— Bahan yang Disediakan —
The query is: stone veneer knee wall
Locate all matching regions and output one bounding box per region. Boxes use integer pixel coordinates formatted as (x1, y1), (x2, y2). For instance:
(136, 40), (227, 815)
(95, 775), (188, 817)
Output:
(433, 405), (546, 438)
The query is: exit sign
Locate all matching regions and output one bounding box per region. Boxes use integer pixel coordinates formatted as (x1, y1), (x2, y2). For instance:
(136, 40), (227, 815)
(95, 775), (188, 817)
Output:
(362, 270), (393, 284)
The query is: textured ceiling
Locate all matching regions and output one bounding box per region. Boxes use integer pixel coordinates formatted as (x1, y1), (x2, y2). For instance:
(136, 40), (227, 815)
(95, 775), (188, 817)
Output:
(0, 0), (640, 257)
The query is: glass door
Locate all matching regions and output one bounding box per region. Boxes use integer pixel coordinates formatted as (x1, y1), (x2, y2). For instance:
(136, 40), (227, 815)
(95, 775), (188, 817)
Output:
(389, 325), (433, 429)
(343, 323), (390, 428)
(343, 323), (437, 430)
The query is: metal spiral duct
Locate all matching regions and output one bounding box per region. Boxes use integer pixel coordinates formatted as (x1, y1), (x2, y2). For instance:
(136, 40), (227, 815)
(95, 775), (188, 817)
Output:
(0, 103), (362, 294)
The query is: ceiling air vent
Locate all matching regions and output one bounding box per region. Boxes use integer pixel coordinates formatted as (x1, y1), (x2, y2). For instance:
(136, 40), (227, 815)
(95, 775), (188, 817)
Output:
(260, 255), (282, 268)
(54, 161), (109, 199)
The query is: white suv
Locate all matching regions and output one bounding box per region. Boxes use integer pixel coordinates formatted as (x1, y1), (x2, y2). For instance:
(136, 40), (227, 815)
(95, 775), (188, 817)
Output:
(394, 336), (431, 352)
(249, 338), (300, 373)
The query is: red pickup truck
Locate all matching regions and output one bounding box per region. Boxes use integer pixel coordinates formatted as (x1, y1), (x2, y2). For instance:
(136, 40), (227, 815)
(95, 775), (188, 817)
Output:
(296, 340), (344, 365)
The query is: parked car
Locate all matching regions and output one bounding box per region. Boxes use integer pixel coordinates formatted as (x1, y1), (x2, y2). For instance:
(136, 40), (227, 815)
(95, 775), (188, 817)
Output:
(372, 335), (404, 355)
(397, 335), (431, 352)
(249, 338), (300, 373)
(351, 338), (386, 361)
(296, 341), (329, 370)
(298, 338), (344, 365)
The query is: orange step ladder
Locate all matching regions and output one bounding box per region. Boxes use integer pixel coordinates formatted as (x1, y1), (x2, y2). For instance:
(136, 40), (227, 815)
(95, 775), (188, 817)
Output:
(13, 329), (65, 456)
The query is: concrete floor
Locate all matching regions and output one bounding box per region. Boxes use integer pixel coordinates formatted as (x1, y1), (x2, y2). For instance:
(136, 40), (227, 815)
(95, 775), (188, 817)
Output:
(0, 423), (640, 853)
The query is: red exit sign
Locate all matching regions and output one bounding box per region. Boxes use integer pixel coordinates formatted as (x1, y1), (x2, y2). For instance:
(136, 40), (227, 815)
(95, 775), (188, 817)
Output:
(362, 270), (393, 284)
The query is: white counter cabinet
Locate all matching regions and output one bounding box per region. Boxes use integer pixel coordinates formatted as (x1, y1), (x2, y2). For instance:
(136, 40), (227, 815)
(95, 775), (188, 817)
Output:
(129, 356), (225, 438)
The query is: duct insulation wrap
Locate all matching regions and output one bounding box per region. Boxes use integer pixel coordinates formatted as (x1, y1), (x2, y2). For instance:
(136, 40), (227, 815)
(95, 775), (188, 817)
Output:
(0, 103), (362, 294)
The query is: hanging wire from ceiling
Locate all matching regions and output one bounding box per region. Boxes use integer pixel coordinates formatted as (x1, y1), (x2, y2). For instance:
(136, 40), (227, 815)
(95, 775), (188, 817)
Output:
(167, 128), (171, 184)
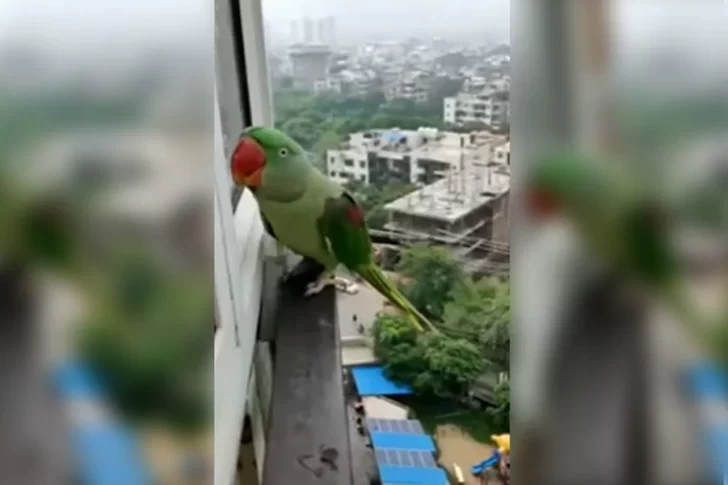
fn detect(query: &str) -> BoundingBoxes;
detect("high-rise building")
[326,17,336,46]
[316,19,329,44]
[291,20,301,44]
[303,17,314,44]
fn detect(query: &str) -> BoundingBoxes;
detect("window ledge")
[263,287,352,485]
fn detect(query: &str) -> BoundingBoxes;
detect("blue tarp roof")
[379,466,449,485]
[371,433,435,452]
[73,424,151,485]
[53,362,152,485]
[351,366,412,396]
[53,362,104,399]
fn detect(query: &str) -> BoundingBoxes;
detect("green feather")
[243,127,435,330]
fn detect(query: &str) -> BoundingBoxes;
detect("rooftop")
[385,163,510,222]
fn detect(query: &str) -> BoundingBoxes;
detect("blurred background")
[0,0,728,485]
[0,0,214,484]
[511,0,728,484]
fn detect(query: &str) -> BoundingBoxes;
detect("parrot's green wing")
[319,192,372,271]
[318,192,436,330]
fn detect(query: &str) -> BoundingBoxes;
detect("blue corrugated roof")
[379,466,448,485]
[53,362,104,399]
[371,433,435,451]
[73,424,151,485]
[688,363,728,399]
[351,366,412,396]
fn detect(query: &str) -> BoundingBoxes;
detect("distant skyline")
[0,0,728,71]
[263,0,510,43]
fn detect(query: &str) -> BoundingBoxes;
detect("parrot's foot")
[303,273,337,297]
[284,258,325,295]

— Tugas yang Dikerjakan —
Hitunglah baris dalam bahan di atas yang memuat kata "exit", dengan membedakan huruf besar dan huruf kecil. Tuliskan angkanya saja.

— Jawaban Tertulis —
2